---------- DATA RECORDS ----------
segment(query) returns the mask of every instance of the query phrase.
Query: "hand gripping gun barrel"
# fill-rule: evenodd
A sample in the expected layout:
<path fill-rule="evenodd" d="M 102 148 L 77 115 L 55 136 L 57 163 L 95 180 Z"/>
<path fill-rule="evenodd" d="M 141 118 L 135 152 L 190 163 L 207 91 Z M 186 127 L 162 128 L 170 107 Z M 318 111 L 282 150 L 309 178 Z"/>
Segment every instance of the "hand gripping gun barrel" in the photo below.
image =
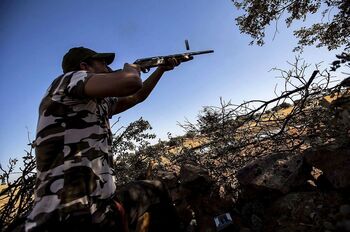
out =
<path fill-rule="evenodd" d="M 188 40 L 185 40 L 185 44 L 186 44 L 186 50 L 189 50 L 190 47 L 188 45 Z M 186 62 L 186 61 L 192 60 L 193 56 L 208 54 L 213 52 L 214 50 L 205 50 L 205 51 L 198 51 L 198 52 L 185 52 L 185 53 L 179 53 L 179 54 L 173 54 L 173 55 L 167 55 L 167 56 L 153 56 L 153 57 L 138 59 L 134 62 L 134 64 L 140 65 L 141 71 L 143 73 L 147 73 L 151 68 L 154 68 L 160 65 L 166 65 L 169 59 L 175 58 L 179 62 Z"/>

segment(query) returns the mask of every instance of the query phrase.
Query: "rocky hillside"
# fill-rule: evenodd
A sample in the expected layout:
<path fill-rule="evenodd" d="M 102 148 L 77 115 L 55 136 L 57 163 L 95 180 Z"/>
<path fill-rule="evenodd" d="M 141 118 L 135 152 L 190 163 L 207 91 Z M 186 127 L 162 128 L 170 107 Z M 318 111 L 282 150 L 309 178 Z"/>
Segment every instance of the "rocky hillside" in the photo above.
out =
----------
WORK TO BE COMPLETED - When you reproduce the entries above, keep every word exact and leave the images out.

SOLUTION FOR THIS TASK -
segment(query) returns the mask of every instance of the query phrase.
Query: "hand gripping gun barrel"
# fill-rule: evenodd
A sample in the expected layout:
<path fill-rule="evenodd" d="M 102 148 L 77 115 L 55 136 L 57 163 L 95 180 Z"/>
<path fill-rule="evenodd" d="M 141 118 L 135 152 L 190 163 L 207 91 Z M 186 127 L 162 128 L 170 107 Z M 318 111 L 282 150 L 309 178 Z"/>
Segment every instance of the "hand gripping gun barrel" in the photo below.
image =
out =
<path fill-rule="evenodd" d="M 188 40 L 185 40 L 185 44 L 186 44 L 186 50 L 189 50 L 190 47 L 188 45 Z M 186 62 L 186 61 L 192 60 L 193 56 L 208 54 L 213 52 L 214 50 L 205 50 L 205 51 L 198 51 L 198 52 L 185 52 L 185 53 L 179 53 L 179 54 L 173 54 L 173 55 L 167 55 L 167 56 L 153 56 L 153 57 L 138 59 L 134 62 L 134 64 L 140 65 L 141 71 L 143 73 L 147 73 L 151 68 L 154 68 L 160 65 L 166 65 L 169 59 L 175 58 L 179 62 Z"/>

segment(query) returns the mask of every instance of the query phrase.
Query: "rocky hillside"
# fill-rule: evenodd
A sample in the expected layout:
<path fill-rule="evenodd" d="M 102 148 L 77 115 L 55 136 L 57 163 L 95 180 Z"/>
<path fill-rule="evenodd" d="M 141 118 L 135 152 L 190 163 L 207 91 Z M 186 127 L 162 128 L 170 107 Z M 318 111 L 282 150 L 309 178 Z"/>
Segment every instance of the "rocky hillside" in the photo above.
out =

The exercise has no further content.